University of Michigan Health System CEO Robert Kelch said Wednesday that the hospital is providing Metro Health Hospital with advice on the possible establishment of a cardiovascular program, but has no plans to bring in surgeons or be a financial partner.
He said that U-M cardiovascular surgeons venture as far west as Jackson’s Foote Memorial Hospital, but “it’s impractical for us to expand surgical services in this direction,” said Kelch, a physician. U-M is aiding Metro Health with “thinking through,” giving advice about whether they should do more in cardiovascular, he added.
Kelch’s remarks came during a meeting with the Business Journal that included his successor, Dr. Ora Hirsch Pescovitz, currently executive associate dean for research affairs at the Indiana School of Medicine. Pescovitz takes the helm at U-M in May. Kelch said he has a retirement date in September.
Kelch called Metro Health President & CEO Mike Faas “dynamic” and “visionary,” and said the radiation oncology joint venture at the Cancer Center at Metro Health has “exceeded expectations.” He also said he is impressed with the facility’s green initiatives and thinks the location for the hospital, which relocated from Grand Rapids to Byron Center Avenue SW and M-6 in suburban Wyoming in 2007, is excellent.
Faas said Metro Health and U-M are “locked in” for four projects, and Metro Health is poised to announce two other partnerships with U-M within weeks, which are outside the cancer and cardiovascular areas.

◆ **Data provided**:
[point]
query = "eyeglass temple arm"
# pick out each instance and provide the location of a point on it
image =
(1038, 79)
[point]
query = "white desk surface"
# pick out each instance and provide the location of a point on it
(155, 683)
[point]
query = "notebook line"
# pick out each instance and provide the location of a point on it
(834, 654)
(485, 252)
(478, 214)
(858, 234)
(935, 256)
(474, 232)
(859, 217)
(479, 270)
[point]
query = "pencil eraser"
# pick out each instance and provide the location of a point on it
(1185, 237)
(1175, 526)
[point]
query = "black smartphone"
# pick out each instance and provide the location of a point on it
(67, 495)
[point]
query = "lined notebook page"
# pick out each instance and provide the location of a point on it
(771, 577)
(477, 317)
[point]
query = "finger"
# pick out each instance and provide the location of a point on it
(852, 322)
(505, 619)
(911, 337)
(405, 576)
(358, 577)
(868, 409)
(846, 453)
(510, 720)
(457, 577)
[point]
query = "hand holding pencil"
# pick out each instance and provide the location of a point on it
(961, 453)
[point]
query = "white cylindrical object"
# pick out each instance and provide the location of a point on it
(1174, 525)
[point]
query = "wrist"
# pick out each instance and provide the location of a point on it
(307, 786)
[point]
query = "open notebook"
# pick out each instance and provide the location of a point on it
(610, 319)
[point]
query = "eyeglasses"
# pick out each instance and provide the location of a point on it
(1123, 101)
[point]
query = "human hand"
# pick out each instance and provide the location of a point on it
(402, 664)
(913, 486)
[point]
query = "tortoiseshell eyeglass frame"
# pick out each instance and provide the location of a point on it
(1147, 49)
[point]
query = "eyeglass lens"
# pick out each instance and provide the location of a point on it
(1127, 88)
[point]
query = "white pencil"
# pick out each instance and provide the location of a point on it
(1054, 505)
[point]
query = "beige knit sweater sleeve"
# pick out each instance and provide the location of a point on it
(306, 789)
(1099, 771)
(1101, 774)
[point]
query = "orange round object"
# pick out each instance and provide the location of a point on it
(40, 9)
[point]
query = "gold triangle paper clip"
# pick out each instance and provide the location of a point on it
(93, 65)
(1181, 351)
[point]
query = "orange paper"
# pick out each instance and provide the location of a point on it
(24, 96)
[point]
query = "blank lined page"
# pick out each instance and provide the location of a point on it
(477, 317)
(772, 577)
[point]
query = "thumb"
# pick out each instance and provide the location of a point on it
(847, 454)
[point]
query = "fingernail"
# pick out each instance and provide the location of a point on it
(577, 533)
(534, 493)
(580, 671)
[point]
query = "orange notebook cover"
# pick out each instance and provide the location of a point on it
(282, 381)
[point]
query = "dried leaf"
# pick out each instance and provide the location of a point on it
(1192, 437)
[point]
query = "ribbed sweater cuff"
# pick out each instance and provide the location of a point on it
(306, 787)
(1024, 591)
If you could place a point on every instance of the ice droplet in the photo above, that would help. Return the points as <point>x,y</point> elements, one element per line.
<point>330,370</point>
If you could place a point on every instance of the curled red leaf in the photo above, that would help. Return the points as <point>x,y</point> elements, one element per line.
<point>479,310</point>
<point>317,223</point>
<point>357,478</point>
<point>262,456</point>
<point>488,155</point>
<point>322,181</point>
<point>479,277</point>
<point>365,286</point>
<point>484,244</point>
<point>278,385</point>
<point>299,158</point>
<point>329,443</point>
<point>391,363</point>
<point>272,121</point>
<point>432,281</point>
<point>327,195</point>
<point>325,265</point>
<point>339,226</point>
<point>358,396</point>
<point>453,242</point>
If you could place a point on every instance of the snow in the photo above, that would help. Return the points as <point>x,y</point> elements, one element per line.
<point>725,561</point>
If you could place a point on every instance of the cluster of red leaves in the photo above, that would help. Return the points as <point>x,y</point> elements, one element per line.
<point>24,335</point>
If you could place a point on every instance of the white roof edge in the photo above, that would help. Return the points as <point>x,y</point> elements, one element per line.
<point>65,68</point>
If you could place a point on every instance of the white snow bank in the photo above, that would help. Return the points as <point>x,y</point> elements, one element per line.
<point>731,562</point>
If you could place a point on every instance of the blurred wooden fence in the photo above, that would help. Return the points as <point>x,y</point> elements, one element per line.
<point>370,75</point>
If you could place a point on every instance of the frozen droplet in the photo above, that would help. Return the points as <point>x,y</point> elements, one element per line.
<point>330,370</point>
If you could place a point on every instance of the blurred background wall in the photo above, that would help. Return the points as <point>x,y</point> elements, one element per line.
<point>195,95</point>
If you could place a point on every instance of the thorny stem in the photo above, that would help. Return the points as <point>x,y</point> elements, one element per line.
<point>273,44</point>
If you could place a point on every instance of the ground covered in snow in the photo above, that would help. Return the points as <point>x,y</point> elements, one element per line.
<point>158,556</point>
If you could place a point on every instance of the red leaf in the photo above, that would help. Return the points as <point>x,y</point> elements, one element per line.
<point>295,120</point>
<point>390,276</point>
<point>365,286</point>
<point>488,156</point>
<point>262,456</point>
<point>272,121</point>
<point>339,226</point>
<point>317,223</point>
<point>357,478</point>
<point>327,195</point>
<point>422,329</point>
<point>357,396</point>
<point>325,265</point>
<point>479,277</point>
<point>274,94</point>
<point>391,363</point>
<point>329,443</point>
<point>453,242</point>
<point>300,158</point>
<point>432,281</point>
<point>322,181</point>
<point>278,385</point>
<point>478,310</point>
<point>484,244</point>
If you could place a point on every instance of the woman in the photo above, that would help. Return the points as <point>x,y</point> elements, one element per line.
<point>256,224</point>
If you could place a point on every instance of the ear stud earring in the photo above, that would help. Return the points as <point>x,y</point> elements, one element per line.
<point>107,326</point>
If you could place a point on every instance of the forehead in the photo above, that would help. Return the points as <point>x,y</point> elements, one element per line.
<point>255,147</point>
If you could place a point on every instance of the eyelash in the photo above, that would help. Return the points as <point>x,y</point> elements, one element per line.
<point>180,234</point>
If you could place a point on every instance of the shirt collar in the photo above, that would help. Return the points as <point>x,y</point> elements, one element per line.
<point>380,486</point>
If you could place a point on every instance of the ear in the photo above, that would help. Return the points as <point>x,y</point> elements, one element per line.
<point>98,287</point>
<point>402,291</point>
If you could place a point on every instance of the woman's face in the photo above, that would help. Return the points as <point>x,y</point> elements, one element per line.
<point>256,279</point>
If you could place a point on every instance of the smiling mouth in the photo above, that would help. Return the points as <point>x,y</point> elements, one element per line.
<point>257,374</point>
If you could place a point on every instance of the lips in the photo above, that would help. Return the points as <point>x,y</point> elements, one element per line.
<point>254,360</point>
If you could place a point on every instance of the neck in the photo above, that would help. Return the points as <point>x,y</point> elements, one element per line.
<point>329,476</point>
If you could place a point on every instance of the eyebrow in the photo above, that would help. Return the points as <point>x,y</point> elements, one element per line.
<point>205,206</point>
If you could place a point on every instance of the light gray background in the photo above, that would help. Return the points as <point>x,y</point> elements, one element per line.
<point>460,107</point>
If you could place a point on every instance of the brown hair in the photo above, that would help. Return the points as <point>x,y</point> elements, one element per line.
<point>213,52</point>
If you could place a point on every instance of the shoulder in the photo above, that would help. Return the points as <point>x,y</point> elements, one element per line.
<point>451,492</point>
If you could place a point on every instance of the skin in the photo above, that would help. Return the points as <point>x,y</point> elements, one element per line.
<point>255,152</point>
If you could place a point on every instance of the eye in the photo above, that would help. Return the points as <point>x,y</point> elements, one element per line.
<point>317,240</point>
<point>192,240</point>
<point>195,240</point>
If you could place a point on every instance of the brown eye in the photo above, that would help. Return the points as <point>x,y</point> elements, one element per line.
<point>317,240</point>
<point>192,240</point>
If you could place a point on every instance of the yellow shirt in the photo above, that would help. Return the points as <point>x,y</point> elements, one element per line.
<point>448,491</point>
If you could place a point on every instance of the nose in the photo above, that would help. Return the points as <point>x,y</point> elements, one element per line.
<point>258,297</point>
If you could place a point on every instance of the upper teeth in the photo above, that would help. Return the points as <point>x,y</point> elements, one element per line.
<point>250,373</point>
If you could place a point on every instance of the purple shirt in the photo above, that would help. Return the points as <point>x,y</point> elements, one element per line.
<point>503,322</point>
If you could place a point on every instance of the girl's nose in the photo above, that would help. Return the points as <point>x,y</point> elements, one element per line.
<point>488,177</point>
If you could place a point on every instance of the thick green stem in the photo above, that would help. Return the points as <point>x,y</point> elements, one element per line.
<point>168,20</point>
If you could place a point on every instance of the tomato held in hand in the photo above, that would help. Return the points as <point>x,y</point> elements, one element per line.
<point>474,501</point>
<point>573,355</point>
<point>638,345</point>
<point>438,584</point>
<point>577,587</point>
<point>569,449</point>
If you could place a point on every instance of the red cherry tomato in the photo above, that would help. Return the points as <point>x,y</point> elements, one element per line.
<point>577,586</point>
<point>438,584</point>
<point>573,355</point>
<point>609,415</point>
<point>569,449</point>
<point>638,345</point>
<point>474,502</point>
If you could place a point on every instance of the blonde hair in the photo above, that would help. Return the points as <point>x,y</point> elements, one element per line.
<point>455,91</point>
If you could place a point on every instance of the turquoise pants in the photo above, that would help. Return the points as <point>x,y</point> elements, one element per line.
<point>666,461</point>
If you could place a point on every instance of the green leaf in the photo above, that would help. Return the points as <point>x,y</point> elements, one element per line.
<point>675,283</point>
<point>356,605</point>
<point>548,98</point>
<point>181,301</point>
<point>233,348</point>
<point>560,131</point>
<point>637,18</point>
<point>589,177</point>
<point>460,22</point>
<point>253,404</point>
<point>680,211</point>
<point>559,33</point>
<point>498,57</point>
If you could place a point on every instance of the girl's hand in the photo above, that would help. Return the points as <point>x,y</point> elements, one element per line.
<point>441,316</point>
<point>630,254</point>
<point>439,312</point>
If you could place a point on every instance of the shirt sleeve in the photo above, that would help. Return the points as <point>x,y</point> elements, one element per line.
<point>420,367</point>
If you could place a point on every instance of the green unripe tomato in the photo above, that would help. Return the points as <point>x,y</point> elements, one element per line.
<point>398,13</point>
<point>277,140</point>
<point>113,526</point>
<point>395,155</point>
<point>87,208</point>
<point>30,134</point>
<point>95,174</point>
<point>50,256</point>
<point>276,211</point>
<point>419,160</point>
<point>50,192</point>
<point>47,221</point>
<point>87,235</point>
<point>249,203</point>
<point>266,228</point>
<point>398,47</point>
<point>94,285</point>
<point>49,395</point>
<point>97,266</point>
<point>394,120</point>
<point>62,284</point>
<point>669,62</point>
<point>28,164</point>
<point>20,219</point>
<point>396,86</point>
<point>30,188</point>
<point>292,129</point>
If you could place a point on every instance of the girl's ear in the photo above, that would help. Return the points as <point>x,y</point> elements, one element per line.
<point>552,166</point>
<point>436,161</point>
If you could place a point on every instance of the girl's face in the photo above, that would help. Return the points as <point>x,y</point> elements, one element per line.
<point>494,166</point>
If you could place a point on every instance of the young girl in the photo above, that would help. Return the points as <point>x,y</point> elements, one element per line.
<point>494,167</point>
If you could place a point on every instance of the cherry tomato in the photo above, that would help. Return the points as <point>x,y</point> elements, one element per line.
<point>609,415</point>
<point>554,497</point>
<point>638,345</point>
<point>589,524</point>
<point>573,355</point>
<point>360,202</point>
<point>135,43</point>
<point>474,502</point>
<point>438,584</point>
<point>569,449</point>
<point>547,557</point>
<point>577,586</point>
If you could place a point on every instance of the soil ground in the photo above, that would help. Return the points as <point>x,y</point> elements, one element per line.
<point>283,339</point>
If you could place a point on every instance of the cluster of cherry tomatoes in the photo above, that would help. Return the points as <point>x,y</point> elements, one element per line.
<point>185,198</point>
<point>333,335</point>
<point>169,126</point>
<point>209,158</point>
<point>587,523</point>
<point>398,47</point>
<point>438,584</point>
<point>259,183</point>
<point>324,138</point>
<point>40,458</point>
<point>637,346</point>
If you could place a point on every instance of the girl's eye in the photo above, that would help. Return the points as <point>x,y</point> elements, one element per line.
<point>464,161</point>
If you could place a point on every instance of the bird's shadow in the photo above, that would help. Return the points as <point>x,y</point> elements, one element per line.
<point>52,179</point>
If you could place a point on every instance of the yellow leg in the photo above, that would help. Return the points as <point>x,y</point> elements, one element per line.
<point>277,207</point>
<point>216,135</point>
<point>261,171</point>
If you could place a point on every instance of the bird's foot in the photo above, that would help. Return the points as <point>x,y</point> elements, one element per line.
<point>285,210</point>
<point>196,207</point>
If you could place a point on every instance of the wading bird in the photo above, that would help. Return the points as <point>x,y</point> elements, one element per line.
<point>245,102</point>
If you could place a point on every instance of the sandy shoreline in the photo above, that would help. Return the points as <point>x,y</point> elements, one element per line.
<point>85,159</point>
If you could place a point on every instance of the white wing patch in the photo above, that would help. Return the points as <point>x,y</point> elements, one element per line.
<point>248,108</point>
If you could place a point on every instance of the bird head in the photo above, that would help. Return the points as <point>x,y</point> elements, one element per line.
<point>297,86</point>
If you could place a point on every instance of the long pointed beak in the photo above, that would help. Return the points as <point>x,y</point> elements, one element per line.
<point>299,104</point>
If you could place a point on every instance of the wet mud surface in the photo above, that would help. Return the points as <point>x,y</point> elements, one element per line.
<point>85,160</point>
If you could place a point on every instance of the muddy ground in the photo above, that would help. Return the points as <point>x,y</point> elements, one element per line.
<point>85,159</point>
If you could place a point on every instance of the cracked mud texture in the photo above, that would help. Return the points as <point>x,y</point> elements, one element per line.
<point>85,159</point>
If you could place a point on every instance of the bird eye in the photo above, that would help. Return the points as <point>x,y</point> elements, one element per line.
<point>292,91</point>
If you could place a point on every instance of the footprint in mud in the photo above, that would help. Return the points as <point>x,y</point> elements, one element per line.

◆ **What you have to do**: Transcribe the stretch of the article on the University of Michigan Health System and Metro Health Hospital from "Faas said Metro" through "and cardiovascular areas.". These entries bear no relation to the article about the University of Michigan Health System and Metro Health Hospital.

◆ **Result of the task**:
Faas said Metro Health and U-M are “locked in” for four projects, and Metro Health is poised to announce two other partnerships with U-M within weeks, which are outside the cancer and cardiovascular areas.